Set task
How many lines of the material below contain the string "beach"? State only the number.
___ Task input ___
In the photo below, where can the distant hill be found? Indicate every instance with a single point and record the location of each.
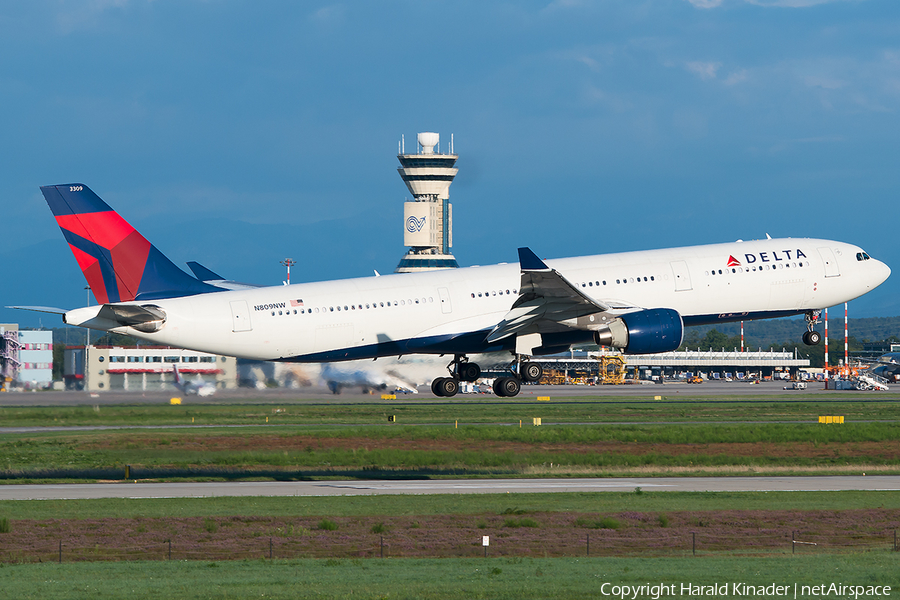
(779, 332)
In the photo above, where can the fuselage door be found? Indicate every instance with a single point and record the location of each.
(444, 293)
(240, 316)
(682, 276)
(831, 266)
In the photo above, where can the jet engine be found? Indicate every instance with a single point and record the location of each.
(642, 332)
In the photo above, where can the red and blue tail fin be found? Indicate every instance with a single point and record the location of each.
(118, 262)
___
___ Task input ___
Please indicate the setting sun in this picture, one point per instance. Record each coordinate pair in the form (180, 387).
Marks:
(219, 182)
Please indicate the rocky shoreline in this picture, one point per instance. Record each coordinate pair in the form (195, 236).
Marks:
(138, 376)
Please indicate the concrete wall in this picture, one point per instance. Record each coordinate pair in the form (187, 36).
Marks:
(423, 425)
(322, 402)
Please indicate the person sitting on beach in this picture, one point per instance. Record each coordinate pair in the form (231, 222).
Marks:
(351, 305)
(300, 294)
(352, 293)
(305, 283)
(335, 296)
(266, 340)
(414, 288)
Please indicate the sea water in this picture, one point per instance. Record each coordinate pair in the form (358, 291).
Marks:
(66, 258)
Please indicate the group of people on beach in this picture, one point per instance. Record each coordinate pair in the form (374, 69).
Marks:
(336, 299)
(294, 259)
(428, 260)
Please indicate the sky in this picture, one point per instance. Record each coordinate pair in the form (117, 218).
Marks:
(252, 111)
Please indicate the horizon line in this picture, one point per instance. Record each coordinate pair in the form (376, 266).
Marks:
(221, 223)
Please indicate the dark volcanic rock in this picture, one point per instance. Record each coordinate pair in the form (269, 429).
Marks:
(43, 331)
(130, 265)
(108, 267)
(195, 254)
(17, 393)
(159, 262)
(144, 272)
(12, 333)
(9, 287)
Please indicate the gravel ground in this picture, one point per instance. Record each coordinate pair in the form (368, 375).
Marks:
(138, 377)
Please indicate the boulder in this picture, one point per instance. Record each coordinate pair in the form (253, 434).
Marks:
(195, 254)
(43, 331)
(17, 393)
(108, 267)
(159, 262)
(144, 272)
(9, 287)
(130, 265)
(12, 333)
___
___ Task input ___
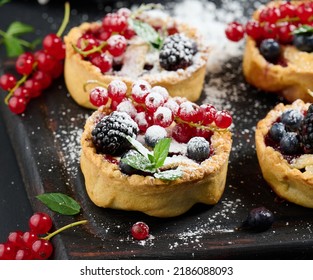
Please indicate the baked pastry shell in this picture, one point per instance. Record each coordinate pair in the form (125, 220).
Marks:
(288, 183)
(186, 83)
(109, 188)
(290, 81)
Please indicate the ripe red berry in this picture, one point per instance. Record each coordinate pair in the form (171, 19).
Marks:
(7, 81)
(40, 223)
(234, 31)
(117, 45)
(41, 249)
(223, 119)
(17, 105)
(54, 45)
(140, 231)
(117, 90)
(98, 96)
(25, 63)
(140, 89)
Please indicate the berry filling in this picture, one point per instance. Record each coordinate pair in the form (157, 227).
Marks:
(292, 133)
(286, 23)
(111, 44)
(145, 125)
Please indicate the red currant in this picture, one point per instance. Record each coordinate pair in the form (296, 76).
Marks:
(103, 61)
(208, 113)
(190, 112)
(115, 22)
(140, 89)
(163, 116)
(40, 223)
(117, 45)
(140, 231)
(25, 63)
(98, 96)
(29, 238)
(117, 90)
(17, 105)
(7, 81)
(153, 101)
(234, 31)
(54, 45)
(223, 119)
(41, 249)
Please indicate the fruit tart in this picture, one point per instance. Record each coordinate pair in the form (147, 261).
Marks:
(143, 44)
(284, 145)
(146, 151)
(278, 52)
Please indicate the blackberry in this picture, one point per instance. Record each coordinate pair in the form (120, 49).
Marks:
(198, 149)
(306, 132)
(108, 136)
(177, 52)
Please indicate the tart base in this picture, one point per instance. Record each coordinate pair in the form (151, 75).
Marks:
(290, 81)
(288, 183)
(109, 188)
___
Full response
2